* _Problem details_:
Each line of the listing must be transcribed exactly, except for the images, which should be excluded.

* _Record extracts_:

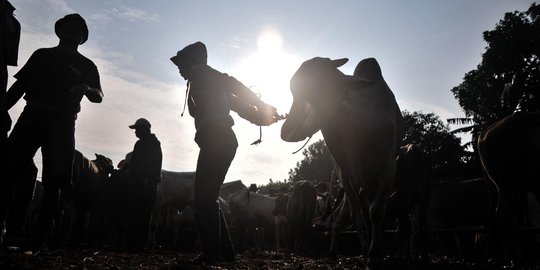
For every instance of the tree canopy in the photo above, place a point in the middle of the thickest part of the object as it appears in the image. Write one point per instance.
(424, 129)
(508, 77)
(429, 132)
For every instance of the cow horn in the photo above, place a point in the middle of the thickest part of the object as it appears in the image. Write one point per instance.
(340, 62)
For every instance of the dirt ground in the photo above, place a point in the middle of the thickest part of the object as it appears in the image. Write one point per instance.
(250, 259)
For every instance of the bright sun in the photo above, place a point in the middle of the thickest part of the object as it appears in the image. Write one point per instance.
(269, 70)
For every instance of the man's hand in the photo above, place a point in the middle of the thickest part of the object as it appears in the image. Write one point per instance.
(266, 116)
(77, 92)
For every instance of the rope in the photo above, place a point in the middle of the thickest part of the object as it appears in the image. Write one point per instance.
(185, 98)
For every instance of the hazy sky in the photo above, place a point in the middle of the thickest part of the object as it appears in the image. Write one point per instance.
(424, 49)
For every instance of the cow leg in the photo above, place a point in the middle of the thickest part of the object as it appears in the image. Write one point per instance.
(404, 231)
(377, 210)
(341, 220)
(357, 211)
(376, 213)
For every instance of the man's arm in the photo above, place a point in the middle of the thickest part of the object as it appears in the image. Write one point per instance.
(248, 105)
(93, 94)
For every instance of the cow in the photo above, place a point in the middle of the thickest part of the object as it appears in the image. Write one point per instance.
(175, 194)
(509, 152)
(253, 212)
(79, 202)
(361, 124)
(410, 196)
(300, 211)
(458, 212)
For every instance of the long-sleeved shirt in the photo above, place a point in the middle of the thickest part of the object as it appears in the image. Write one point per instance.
(146, 160)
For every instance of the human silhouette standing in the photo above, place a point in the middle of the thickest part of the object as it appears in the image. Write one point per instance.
(53, 83)
(10, 33)
(145, 172)
(210, 96)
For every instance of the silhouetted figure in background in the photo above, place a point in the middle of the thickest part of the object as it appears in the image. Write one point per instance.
(53, 82)
(145, 172)
(10, 33)
(253, 188)
(210, 96)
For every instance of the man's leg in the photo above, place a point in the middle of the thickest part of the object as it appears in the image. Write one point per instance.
(22, 146)
(212, 166)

* _Task result_:
For every instance of the tree canopy in the photo above, place a point in the middle of the thickest part of the object as it appears in the image. Write one point per instance.
(424, 129)
(508, 77)
(429, 132)
For every instance of the cow horn in the photo above, place a point in the middle of the thickest part of the object as it appears in the image. Write one point per instance.
(340, 62)
For every instance of the dirt ground in the photo above, place a point in the middle of the thickest part of the object as it appears in the image. Write one point per instance.
(250, 259)
For every instance of the bright sun in the photo above, place a point in the middle of the thickest part of the object as it appears in the image. Write one point per instance.
(269, 70)
For every instance of the man's hand in the photo above, place a point in the middle of the thickest part of the object as it appears in the image. Write one point per instance.
(266, 116)
(77, 92)
For every instance of the rope in the photo above, place a point in the middle of the thickest part of the object as it appears in the image. Write one point per instance.
(185, 98)
For every instance of the hazy sky in the photo above, place a point in the middle of the thickest part of the object as it appears in the image. Write one point per instance.
(424, 49)
For every instance of the cow leg in the photo above, place a point in the middle of the thickest part of the object as it appears in the image. Write one point per instance.
(404, 231)
(377, 210)
(341, 220)
(357, 211)
(376, 213)
For every instance of the man's arm in the photo above, place a point in the middle of the thickest part of the object as it appears in the image. Write one point per instance.
(248, 105)
(93, 94)
For every instance of the cow in the photo above, place a point in the middle of the thickest part of the object as it appears in the image. Write one point per instance.
(175, 194)
(509, 152)
(253, 212)
(79, 202)
(361, 124)
(410, 196)
(300, 211)
(458, 212)
For every instance of the long-sleeved shirt in the photo above, place a point in the middle of the thickest part of the object as it appears in the image. Write one point per instance.
(146, 160)
For every instance of the human silhouette standing in the photo above, place a point in the middle of the thickest part of the object as it appears in the image. Write one point per instance.
(53, 83)
(10, 33)
(145, 172)
(210, 96)
For every instance of the silhouetted figure in background in the photo above, place a point in the middle of the thickest part of the object as it appears in the image. Write one point per instance.
(53, 82)
(145, 172)
(10, 33)
(253, 188)
(210, 96)
For every instance of the man's leg in the photo above, place a point in the middle of the thickest part of the object as it appears in the image. Write one point per instance.
(22, 146)
(212, 166)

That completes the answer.